***** Extracted information
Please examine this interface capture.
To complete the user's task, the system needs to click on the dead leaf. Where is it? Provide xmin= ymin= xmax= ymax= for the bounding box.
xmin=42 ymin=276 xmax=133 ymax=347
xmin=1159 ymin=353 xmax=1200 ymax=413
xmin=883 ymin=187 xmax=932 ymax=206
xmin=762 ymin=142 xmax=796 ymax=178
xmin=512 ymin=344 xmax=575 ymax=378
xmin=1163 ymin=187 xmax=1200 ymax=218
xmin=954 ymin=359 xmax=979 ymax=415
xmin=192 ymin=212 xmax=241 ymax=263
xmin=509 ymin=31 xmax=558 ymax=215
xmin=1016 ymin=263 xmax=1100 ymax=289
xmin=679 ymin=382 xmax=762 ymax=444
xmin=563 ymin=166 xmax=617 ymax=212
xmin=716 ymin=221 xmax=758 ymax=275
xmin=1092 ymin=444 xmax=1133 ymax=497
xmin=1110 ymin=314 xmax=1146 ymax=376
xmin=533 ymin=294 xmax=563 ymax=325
**********
**Problem description:** Can you write out the entries from their first line through the line containing "xmin=1092 ymin=444 xmax=1133 ymax=497", substituting "green leaf" for "dead leaf" and changing nothing else?

**Answer in full:**
Please examine this interface capture.
To complete the user's task, the system needs to click on the green leaf. Where is it? Provide xmin= ymin= xmax= ymax= for the bounding box.
xmin=42 ymin=276 xmax=133 ymax=347
xmin=1159 ymin=353 xmax=1200 ymax=413
xmin=883 ymin=187 xmax=932 ymax=206
xmin=762 ymin=142 xmax=796 ymax=178
xmin=512 ymin=344 xmax=575 ymax=378
xmin=1163 ymin=187 xmax=1200 ymax=218
xmin=954 ymin=359 xmax=979 ymax=415
xmin=192 ymin=212 xmax=241 ymax=263
xmin=509 ymin=31 xmax=558 ymax=215
xmin=1016 ymin=263 xmax=1100 ymax=289
xmin=679 ymin=382 xmax=762 ymax=444
xmin=563 ymin=166 xmax=617 ymax=212
xmin=716 ymin=221 xmax=758 ymax=275
xmin=1092 ymin=444 xmax=1133 ymax=497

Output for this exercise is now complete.